> _Study questions_:
1. Print the passage from the Blackwater series text, from "Blackwater (Händelser vid" up to and including "in March 2023.".
2. Using the Blackwater series text, explain in one to three sentences why Mia goes back to Blackwater in the later time period.

> _Source passage_:
=== Section Start ===

- Series poster
- Based on: Blackwater by Kerstin Ekman
- Screenplay by: Maren Louise Käehne; Karin Arrhenius;
- Directed by: Mikael Marcimain;
- Starring: Pernilla August; Alba August; Rolf Lassgård; Magnus Krepper; Alma Pöysti; Asta Kamma August;
- Original language: Swedish
- No. of series: 1
- No. of episodes: 6

Production
- Producer: Piv Bernth
- Cinematography: Joe Maples FSF
- Production companies: Apple Tree Productions; ARD Degeto; Filmpool Nord; ITV Studios;

Original release
- Network: SVT
- Release: 23 January 2023 – present

= Blackwater (TV series) =

Swedish television series

Blackwater (Händelser vid vatten) is a Swedish television drama made for SVT and ITV Studios by Piv Bernth and Apple Tree Productions. It is an adaptation by Maren Louise Käehne and Karin Arrhenius of Kerstin Ekman's 1993 novel of the same name. It is directed by Mikael Marcimain, and stars Pernilla August and Rolf Lassgård. It had its Swedish premiere on 13 January 2023. and was screened in competition at the Göteborg Festival. It was broadcast in France and Germany in March 2023.

==Synopsis==
The action is set in Blackwater during two time-periods, 1973 and 1991. In the mountains of North Sweden, near the small town of Blackwater, two tourists are found murdered in a tent in 1973. Annie discovers their corpses while making her way to an isolated commune with her young daughter Mia. The local policeman Åke and doctor Birger begin to investigate the crime but are replaced by detectives from Stockholm. Suspects include local residents and commune members. Repercussions of the unsolved murders are still felt 18 years later. Mia returns to Blackwater to visit Annie, who now teaches at the local school. Annie remains haunted by the deaths – endeavouring to find the culprit. Later Annie is found dead, initially believed to be either accidental or suicide.

=== Section End ===

> _Source data_:
=== Section Start ===

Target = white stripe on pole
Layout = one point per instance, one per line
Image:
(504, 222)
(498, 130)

=== Section End ===
=== Section Start ===

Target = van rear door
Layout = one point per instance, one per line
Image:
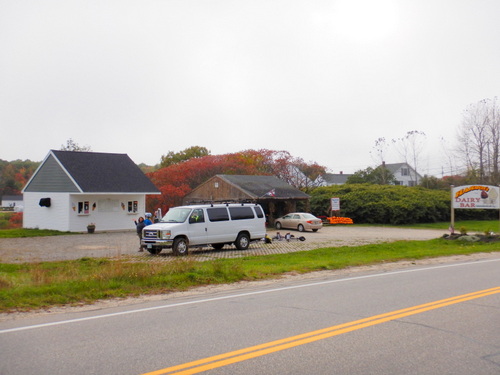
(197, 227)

=== Section End ===
=== Section Start ===

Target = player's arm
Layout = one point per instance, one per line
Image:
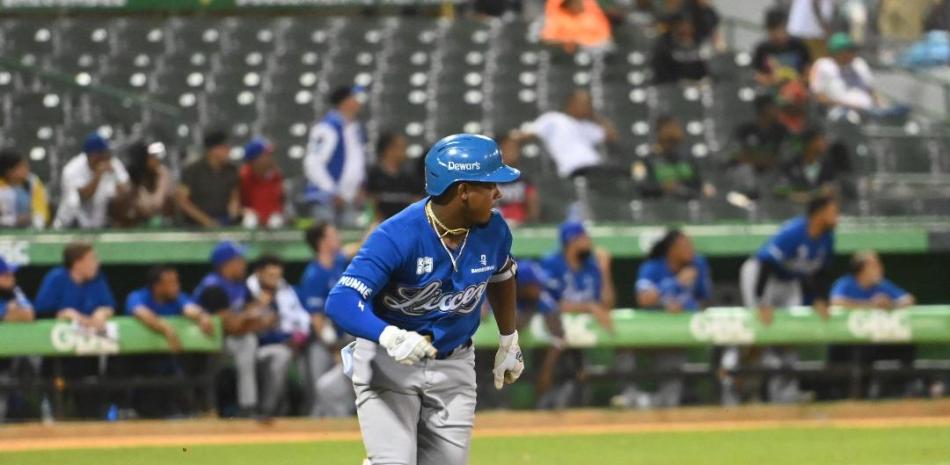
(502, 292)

=== Section End ===

> _Numbered answers_:
1.
Blackwater (Händelser vid vatten) is a Swedish television drama made for SVT and ITV Studios by Piv Bernth and Apple Tree Productions. It is an adaptation by Maren Louise Käehne and Karin Arrhenius of Kerstin Ekman's 1993 novel of the same name. It is directed by Mikael Marcimain, and stars Pernilla August and Rolf Lassgård. It had its Swedish premiere on 13 January 2023. and was screened in competition at the Göteborg Festival. It was broadcast in France and Germany in March 2023.

2. Mia goes back to Blackwater to visit her mother, Annie, who now teaches at the local school.